Natural language region descriptions
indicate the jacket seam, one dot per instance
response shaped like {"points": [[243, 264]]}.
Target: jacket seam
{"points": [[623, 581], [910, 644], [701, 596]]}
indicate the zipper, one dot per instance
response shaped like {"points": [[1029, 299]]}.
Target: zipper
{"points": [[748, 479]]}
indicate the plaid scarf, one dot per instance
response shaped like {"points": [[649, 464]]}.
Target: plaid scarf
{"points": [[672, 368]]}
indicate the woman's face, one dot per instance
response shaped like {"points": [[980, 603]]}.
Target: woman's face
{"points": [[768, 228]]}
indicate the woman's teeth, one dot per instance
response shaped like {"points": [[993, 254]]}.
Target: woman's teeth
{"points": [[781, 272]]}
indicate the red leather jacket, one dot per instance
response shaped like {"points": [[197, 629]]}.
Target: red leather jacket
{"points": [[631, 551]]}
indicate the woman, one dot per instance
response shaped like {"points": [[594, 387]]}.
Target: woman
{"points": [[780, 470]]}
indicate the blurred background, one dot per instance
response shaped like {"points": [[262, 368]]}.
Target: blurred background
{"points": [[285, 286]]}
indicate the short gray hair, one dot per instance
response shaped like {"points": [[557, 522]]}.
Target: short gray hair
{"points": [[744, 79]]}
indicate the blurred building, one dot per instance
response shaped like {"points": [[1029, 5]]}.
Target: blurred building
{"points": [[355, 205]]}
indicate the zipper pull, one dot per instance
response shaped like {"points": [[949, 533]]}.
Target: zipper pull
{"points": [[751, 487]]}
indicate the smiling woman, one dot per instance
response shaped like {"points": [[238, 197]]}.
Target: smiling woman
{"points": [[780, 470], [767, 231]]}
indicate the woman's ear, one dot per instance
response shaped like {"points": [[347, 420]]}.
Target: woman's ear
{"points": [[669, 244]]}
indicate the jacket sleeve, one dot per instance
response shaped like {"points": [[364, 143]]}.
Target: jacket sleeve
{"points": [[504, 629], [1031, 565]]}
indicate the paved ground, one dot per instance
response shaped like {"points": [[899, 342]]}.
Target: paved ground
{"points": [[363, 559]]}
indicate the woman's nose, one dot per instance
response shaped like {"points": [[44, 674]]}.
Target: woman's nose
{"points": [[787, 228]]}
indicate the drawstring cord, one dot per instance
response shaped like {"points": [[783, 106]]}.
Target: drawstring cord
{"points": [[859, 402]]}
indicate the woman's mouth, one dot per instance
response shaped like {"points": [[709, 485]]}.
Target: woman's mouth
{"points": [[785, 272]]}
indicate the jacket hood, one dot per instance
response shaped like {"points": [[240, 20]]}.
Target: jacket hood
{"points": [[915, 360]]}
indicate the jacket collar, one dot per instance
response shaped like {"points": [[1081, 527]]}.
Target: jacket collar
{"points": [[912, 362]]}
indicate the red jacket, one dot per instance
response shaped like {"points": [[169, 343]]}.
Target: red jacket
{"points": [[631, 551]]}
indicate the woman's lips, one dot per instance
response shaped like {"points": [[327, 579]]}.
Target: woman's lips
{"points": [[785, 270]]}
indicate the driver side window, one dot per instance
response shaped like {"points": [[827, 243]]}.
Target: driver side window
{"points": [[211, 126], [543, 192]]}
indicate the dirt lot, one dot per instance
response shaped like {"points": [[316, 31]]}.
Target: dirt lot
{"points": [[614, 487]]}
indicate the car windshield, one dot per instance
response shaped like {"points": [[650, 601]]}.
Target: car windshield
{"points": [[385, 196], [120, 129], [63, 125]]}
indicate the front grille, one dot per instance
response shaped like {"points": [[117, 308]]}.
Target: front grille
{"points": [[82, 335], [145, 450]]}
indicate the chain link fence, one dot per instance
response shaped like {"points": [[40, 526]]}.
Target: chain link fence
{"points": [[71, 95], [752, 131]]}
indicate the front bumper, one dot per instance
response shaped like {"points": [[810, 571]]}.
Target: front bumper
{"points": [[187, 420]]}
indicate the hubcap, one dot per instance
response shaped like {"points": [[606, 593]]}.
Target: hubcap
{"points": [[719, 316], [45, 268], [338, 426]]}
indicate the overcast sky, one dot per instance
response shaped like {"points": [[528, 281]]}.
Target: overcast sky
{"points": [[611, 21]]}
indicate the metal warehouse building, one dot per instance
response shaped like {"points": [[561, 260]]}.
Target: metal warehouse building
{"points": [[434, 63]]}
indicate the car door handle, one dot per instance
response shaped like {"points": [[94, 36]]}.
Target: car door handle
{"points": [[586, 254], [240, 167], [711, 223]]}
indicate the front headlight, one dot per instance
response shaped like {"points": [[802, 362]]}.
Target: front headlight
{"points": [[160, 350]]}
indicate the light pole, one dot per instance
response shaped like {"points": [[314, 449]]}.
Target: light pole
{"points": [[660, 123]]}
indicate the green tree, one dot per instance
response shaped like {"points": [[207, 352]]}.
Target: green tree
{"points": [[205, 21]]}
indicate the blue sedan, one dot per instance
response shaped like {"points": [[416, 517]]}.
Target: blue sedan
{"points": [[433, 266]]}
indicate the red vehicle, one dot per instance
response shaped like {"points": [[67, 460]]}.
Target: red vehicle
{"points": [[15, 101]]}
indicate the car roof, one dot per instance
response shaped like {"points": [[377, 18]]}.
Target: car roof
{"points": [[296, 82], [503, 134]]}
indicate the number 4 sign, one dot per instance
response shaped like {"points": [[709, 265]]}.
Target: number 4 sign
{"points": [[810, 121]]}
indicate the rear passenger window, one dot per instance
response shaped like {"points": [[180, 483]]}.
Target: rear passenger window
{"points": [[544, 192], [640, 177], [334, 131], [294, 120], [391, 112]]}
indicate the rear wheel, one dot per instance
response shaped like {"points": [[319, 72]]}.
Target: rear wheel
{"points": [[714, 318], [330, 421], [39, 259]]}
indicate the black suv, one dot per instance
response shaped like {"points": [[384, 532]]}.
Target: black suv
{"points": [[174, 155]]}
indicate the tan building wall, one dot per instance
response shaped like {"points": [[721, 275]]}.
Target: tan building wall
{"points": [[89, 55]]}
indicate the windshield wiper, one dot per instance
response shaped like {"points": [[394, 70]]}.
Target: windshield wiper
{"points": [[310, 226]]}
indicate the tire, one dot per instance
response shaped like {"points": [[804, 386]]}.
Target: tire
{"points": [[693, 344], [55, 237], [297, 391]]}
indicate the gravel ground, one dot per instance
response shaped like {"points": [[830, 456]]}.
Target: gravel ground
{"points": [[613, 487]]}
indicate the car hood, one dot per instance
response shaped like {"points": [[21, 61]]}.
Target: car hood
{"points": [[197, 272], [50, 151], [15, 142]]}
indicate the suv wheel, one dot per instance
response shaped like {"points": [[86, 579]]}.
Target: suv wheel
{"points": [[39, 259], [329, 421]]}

◆ **Exercise prompt**: Would you please transcribe the records above in full and exactly?

◆ **Solved exercise**:
indicate the jacket seam, one dot per instance
response shaped like {"points": [[243, 264]]}.
Target: jacket seam
{"points": [[623, 581], [910, 644], [701, 596]]}
indicate the zipper, one dot per instance
response shaped like {"points": [[1029, 299]]}.
Target: zipper
{"points": [[748, 479]]}
indicate the plaid scarf, one dot per instance
response shaped like {"points": [[649, 464]]}.
Target: plaid scarf
{"points": [[672, 368]]}
indicate the woman's face, one dot per instance
response shaped like {"points": [[980, 603]]}.
Target: woman's face
{"points": [[768, 228]]}
indicate the woman's teeth, one dot per instance
response shaped like {"points": [[993, 254]]}.
Target: woman's teeth
{"points": [[781, 272]]}
indicate the red leather jacket, one dot per instance
response shaped like {"points": [[197, 629]]}.
Target: red leather jacket
{"points": [[631, 551]]}
indicate the woman, one dot per instance
response shaped like {"points": [[594, 387]]}.
Target: woman
{"points": [[780, 470]]}
indicate the blurred background, one dot per instance
response shaped like {"points": [[262, 368]]}.
Target: blurred background
{"points": [[285, 286]]}
indicate the short gray hair, one dot per instance
response shaped like {"points": [[557, 522]]}.
Target: short gray hair
{"points": [[744, 79]]}
indicate the blurred building, one dot per instance
response shaped like {"points": [[1029, 5]]}.
Target: blurred building
{"points": [[355, 205]]}
indicate the zipper pull, one dot per instance
response shaped like {"points": [[949, 533]]}.
Target: zipper pull
{"points": [[751, 487]]}
indicate the smiling woman, one dot per instance
response shaped like {"points": [[238, 197]]}.
Target: smiling woman
{"points": [[780, 470], [767, 231]]}
indicate the woman's ear, one dot per instance
response shaped like {"points": [[347, 420]]}.
Target: woman's ear
{"points": [[669, 244]]}
indicate the jacket sleeve, one dot per instance
response shaped like {"points": [[364, 143]]}.
Target: jacket sleeve
{"points": [[504, 629], [1031, 565]]}
indicate the paved ground, one dot per instance
response shaped like {"points": [[899, 342]]}.
Target: paved ground
{"points": [[363, 559]]}
indicate the woman's nose, one dot per instance
response shaped like {"points": [[44, 674]]}.
Target: woman's nose
{"points": [[787, 228]]}
indicate the drawstring cord, one dot per instance
response shaped like {"points": [[783, 106]]}.
Target: drawstring cord
{"points": [[859, 402]]}
indicate the woman's mouth, one dot per instance
response shaped like {"points": [[709, 485]]}.
Target: woman's mouth
{"points": [[785, 272]]}
indicate the jacket hood, one dot per instance
response shaped like {"points": [[240, 20]]}.
Target: jacket hood
{"points": [[915, 360]]}
indicate the jacket collar, one dot per instance
response shaped like {"points": [[1081, 527]]}.
Target: jacket collar
{"points": [[912, 362]]}
indicate the red jacket, one dot per instance
response shaped like {"points": [[169, 343]]}.
Target: red jacket
{"points": [[631, 551]]}
indicate the woman's lips, one dot per instance
response shaped like {"points": [[327, 579]]}.
Target: woman's lips
{"points": [[785, 270]]}
indicate the driver side window, one dot per instance
response shaped like {"points": [[827, 243]]}.
Target: driver side window
{"points": [[211, 126], [543, 192]]}
indicate the dirt lot, one dot per instance
response shaped like {"points": [[316, 31]]}.
Target: dirt lot
{"points": [[614, 487]]}
indicate the car windshield, one dot per instance
response shaped like {"points": [[650, 601]]}.
Target: car windshield
{"points": [[385, 196], [120, 129], [63, 125]]}
indicate the front grille, one dot per instance
response shaped like {"points": [[117, 308]]}.
Target: front grille
{"points": [[82, 335], [145, 450]]}
indicate the chain link fence, one dot per instance
response shaped like {"points": [[40, 526]]}.
Target: chain link fence
{"points": [[71, 95], [752, 131]]}
indicate the front bumper, one dot per instance
response shaped like {"points": [[810, 571]]}.
Target: front bumper
{"points": [[187, 420]]}
indicate the hubcap, one dot per instance
response shaped like {"points": [[606, 593]]}.
Target: hubcap
{"points": [[719, 316], [45, 268], [338, 426]]}
indicate the overcast sky, one dot per instance
response shaped like {"points": [[528, 281]]}.
Target: overcast sky
{"points": [[611, 21]]}
indicate the metal warehouse building, one dot per instance
response shaped like {"points": [[561, 260]]}.
Target: metal warehouse building
{"points": [[434, 63]]}
indicate the car door handle, one dot per instance
response shaped like {"points": [[94, 36]]}.
Target: car door handle
{"points": [[586, 254], [240, 167], [711, 223]]}
indicate the front headlight, one dot per instance
response shaped like {"points": [[802, 362]]}.
Target: front headlight
{"points": [[160, 350]]}
indicate the light pole, one dot per instance
response shaped like {"points": [[314, 449]]}.
Target: light pole
{"points": [[660, 123]]}
indicate the green tree, one dot per instance
response shaped like {"points": [[207, 352]]}.
Target: green tree
{"points": [[205, 21]]}
indicate the blue sedan, one dot per instance
response shaped like {"points": [[416, 517]]}.
Target: blue sedan
{"points": [[433, 266]]}
indicate the red vehicle, one dot per instance
response shaped like {"points": [[67, 460]]}.
Target: red vehicle
{"points": [[15, 101]]}
indicate the car roof, one dot per instance
response shaped like {"points": [[377, 18]]}.
Target: car roof
{"points": [[296, 82], [503, 134]]}
indicate the number 4 sign, one dot per instance
response shaped like {"points": [[709, 265]]}.
Target: number 4 sign
{"points": [[810, 121]]}
indicate the rear passenger window, one dot per instance
response shaped like {"points": [[180, 483]]}.
Target: rear passenger window
{"points": [[544, 192], [640, 177], [334, 131], [294, 120], [391, 112]]}
indicate the rear wheel, one dot per instance
response shaped like {"points": [[319, 72]]}.
Target: rear wheel
{"points": [[714, 318], [330, 421], [39, 259]]}
indicate the black suv, one dot per instance
response shaped like {"points": [[384, 532]]}.
Target: black suv
{"points": [[174, 155]]}
indicate the tan building wall, one dot per instance
response shaped like {"points": [[721, 275]]}.
Target: tan building wall
{"points": [[89, 55]]}
indicate the windshield wiper, one dot per instance
response shaped like {"points": [[394, 70]]}.
Target: windshield wiper
{"points": [[310, 226]]}
indicate the tire, one dot per instance
response shaped like {"points": [[804, 386]]}.
Target: tire
{"points": [[693, 344], [55, 237], [297, 391]]}
indicate the gravel ground, one dot per instance
response shaped like {"points": [[830, 456]]}.
Target: gravel ground
{"points": [[613, 487]]}
indicate the car hood, one dot per instance
response shaped like {"points": [[21, 61]]}.
Target: car hood
{"points": [[197, 272], [50, 151], [15, 142]]}
indicate the suv wheel, one dot per instance
response shaped like {"points": [[86, 579]]}.
Target: suv wheel
{"points": [[39, 259], [329, 421]]}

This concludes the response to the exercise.